What is expected
Copy the fatigue damage text between "Our ultimate goal" and "toward this direction.", inclusive, swapping "onsite" for "on-site" everywhere it occurs.

Exercise passage
------------------------------------

Fatigue damage is a complex process due to various failure patterns (brittle, ductile, rheological, strain-rate-dependent, and temperature-dependent). Furthermore, fatigue life depends upon many factors such as manufacturing defects (fatigue scatters), mean stress level, compressive/tensile stress range, and high-cycle/low-cycle fatigue. Although our method was tested only in a limited scope, the evaluation results are very promising. From Fig. 10 through 12, it can be inferred that our new multiscale fatigue damage index may serve as an ideal fatigue damage signature to predict the fatigue residual life based on Eq 5. According to the best knowledge of the authors in this paper, this is the first successful case in which the authors accurately predicted the fatigue residual life without prior knowledge of load history. This advance may open avenues for precise nondestructive prognosis of fatigue residual life of different materials.

From a scientific point of view, although many experimental standards and data are available in the public domain and very useful in engineering practice, little information is known about the exact void and crack evolution inside a fatigue specimen and how it contributes to the change in its fatigue life in a precise way. The authors hope that our method will serve as a tool to facilitate and promote research activities in such directions.

Our ultimate goal is to develop an onsite nondestructive method to interrogate the current damage state of parts or components in service. Since the lifespan of many parts or components is over 10 years and the past service data may be incomplete or missing, it is crucial to have an onsite measurement method to estimate the current state of these parts or components. In these cases, the exact location at S-N curves is not known because we do not have prior knowledge of past loading or displacement history. How to extend expensive x-ray measurement to inexpensive ultrasonic sensing or other measurement modes will be a study subject in the future. Nevertheless, this study provides the first step toward this direction.

------------------------------------

[Stored data entries]
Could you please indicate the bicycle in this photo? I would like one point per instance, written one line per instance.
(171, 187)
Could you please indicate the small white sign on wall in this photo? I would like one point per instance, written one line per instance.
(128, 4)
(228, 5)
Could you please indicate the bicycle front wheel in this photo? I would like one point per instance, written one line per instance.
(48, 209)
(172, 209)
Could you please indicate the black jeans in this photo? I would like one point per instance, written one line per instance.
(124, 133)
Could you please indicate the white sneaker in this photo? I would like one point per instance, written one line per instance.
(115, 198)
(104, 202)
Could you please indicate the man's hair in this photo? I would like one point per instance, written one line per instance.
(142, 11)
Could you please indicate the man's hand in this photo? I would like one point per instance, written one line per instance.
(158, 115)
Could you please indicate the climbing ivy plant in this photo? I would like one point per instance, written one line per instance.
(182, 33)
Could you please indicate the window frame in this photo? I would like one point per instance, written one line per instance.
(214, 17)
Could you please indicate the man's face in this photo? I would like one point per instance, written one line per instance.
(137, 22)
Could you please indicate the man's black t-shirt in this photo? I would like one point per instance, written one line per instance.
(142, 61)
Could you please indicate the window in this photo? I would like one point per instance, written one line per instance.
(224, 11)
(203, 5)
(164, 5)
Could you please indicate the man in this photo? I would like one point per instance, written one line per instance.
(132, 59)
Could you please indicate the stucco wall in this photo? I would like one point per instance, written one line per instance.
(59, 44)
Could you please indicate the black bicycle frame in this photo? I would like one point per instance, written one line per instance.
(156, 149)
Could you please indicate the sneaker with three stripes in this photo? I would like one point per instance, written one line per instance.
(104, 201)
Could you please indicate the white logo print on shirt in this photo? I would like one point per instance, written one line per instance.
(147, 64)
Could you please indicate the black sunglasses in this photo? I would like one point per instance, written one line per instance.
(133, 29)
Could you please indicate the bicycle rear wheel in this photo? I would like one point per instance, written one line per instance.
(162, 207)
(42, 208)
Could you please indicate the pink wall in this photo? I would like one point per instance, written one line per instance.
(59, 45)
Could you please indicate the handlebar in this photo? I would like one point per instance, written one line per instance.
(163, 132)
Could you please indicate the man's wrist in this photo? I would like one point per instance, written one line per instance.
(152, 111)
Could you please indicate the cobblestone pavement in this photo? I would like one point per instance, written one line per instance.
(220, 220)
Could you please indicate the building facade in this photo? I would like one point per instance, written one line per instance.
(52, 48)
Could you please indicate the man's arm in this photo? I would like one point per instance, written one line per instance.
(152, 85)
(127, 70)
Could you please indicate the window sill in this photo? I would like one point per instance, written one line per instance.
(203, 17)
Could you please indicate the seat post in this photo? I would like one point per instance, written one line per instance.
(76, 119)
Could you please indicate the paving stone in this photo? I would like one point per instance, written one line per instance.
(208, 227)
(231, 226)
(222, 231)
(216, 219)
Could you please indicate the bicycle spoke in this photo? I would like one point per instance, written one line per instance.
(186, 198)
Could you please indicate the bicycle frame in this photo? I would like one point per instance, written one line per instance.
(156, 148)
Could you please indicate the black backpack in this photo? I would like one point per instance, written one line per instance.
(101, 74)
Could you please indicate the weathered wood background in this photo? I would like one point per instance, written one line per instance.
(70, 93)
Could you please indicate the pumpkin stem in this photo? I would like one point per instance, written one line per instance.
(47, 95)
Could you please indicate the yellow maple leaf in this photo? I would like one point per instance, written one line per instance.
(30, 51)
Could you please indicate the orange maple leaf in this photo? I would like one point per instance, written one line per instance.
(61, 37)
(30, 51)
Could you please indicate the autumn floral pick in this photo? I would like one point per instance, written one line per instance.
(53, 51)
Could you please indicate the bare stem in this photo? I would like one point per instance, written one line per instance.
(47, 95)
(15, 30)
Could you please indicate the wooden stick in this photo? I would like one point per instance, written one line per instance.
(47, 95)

------------------------------------

Result of the task
Our ultimate goal is to develop an on-site nondestructive method to interrogate the current damage state of parts or components in service. Since the lifespan of many parts or components is over 10 years and the past service data may be incomplete or missing, it is crucial to have an on-site measurement method to estimate the current state of these parts or components. In these cases, the exact location at S-N curves is not known because we do not have prior knowledge of past loading or displacement history. How to extend expensive x-ray measurement to inexpensive ultrasonic sensing or other measurement modes will be a study subject in the future. Nevertheless, this study provides the first step toward this direction.